>> Begin Material provided
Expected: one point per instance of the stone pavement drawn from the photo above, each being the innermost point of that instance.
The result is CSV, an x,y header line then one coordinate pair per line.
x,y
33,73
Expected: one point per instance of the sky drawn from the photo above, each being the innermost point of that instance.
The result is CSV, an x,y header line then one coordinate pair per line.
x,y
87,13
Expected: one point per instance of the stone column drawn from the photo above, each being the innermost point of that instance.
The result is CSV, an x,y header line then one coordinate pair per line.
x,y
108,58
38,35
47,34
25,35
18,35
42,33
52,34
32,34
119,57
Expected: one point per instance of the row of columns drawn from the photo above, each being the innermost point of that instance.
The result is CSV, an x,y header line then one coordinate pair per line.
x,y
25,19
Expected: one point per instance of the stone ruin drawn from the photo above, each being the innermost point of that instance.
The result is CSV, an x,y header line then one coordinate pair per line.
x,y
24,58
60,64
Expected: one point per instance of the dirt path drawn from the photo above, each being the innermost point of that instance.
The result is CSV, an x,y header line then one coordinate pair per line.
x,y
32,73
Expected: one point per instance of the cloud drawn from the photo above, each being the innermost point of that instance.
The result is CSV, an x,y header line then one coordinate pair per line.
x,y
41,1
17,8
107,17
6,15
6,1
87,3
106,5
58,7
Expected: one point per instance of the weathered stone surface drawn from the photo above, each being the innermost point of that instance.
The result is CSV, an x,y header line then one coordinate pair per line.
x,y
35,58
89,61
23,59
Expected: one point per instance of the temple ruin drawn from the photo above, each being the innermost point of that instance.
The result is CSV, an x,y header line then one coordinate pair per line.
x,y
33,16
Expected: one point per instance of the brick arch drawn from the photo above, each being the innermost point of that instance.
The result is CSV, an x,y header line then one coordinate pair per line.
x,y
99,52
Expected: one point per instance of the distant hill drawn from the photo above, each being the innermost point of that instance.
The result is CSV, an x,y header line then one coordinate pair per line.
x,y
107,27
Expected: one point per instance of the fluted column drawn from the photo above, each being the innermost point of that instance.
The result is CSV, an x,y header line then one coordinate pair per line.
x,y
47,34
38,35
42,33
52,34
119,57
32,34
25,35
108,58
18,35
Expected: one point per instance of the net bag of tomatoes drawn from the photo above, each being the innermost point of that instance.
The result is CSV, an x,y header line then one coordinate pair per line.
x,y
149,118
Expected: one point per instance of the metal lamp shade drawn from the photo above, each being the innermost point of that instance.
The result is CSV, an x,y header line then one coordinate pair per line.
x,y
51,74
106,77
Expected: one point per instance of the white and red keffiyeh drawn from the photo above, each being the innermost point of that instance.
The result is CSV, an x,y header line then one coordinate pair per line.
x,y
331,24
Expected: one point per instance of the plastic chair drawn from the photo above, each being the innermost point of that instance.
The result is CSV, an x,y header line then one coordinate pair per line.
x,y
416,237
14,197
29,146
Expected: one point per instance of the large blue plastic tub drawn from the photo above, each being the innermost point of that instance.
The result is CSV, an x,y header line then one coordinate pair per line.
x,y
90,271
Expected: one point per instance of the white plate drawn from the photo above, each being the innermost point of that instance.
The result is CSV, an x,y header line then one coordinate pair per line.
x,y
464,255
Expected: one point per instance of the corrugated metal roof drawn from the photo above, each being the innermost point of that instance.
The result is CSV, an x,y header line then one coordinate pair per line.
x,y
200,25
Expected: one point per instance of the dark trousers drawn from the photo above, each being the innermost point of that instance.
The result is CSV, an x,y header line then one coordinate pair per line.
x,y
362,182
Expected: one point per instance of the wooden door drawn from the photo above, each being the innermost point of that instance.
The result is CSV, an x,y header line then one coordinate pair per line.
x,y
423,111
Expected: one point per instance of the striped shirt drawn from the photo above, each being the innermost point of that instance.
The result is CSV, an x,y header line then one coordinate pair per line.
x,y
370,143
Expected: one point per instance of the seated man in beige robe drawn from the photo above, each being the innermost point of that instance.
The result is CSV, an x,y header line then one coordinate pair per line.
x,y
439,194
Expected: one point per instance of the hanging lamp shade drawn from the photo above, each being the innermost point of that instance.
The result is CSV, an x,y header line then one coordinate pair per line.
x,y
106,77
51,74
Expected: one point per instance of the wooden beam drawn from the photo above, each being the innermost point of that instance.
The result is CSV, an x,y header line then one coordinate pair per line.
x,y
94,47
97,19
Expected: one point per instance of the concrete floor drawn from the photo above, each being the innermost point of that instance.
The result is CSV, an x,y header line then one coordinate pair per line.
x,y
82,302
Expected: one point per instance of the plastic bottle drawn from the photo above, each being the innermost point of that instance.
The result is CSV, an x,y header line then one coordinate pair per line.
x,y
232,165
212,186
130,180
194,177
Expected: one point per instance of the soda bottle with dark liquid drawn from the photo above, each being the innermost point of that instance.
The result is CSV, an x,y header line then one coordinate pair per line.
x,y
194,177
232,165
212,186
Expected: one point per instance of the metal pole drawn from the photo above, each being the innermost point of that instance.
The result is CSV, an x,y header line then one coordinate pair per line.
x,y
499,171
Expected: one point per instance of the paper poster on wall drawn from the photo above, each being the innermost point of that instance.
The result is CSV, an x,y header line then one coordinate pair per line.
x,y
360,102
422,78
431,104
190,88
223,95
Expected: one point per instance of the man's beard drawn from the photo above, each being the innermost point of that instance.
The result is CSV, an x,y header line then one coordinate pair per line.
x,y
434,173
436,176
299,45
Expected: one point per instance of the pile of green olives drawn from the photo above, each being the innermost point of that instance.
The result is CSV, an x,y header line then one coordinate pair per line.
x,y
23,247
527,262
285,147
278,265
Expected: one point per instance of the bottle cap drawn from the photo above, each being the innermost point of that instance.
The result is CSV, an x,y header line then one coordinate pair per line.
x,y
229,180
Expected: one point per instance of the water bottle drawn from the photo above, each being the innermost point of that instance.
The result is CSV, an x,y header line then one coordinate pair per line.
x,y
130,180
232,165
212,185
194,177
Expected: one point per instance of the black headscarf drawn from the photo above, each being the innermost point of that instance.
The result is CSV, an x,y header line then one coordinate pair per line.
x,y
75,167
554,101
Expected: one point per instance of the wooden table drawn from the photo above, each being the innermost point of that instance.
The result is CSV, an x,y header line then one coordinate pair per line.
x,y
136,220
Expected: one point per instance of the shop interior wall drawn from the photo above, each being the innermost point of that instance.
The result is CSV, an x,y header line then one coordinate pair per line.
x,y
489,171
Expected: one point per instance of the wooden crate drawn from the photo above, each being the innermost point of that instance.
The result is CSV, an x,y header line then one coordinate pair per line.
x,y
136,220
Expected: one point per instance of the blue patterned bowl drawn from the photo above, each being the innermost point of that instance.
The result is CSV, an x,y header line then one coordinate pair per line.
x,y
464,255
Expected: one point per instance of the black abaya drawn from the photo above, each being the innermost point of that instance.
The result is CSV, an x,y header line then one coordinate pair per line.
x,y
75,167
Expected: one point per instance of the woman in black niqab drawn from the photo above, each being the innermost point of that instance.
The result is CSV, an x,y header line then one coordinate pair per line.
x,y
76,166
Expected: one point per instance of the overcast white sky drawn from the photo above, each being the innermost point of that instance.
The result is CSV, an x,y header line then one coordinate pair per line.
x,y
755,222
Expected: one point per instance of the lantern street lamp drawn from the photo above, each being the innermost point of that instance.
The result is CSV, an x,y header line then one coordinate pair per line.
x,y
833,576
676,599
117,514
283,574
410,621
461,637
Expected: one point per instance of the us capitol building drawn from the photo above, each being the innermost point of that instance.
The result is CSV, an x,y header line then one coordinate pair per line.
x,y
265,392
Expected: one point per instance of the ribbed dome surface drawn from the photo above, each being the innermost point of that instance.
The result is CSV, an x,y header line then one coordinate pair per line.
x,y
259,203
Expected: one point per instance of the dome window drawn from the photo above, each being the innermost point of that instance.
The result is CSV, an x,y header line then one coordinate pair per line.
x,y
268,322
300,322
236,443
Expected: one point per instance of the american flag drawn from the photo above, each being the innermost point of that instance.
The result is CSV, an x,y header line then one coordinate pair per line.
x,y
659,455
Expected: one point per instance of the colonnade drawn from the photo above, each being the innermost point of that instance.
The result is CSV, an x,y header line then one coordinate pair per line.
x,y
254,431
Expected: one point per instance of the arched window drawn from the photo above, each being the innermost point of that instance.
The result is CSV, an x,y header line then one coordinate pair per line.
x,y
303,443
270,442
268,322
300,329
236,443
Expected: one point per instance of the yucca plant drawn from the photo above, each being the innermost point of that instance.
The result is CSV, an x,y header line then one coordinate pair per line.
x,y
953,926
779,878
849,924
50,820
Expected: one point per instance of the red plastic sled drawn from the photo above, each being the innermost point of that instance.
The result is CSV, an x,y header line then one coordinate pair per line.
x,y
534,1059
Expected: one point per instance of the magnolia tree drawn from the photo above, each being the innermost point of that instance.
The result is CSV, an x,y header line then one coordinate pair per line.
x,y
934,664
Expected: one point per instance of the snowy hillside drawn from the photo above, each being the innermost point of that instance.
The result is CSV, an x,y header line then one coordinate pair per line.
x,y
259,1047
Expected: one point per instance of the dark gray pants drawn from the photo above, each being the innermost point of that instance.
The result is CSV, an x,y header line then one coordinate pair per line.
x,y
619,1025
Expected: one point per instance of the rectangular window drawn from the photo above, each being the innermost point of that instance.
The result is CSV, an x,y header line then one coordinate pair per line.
>> End Material provided
Reproduce the final stretch of the data above: every line from the one holding "Expected: one point per instance of the arched" through the end, inclusive, exactly as written and nothing else.

Expected: one point per instance of the arched window drawn from the photo above, each being the innermost point of that instance.
The result is CSV, an x,y header line then one coordinate pair per line.
x,y
303,443
270,442
268,322
300,329
236,443
Expected: one point per instance of the yucca plant drawn from the photo above, each being the innermost point of that instance.
The result is CSV, an x,y header line then one coordinate pair per line.
x,y
953,926
779,878
849,924
50,820
Expected: one point per instance of the red plastic sled drawn from the photo above, each being the innermost point of that instance.
The result is CSV, an x,y header line then one coordinate pair per line.
x,y
534,1059
Expected: one point per instance of the magnolia tree drawn from the photo above, each being the innermost point of that instance.
The result is CSV, an x,y header line then one coordinate pair per line.
x,y
934,664
Expected: one point per instance of the snowy hillside drawn from the photo above, each being the innermost point of that instance.
The result is CSV, an x,y header line then one coordinate pair per line.
x,y
259,1047
Expected: one point per instance of the dark gray pants drawn from the photo above, each being the innermost point of that instance.
The result is CSV, an x,y header line then one coordinate pair per line.
x,y
619,1025
Expected: one point per instance of the rectangular window drawn from the photo above, each being the innermost point of that instance.
The result is CSV, an x,y header line then one coordinate pair per line.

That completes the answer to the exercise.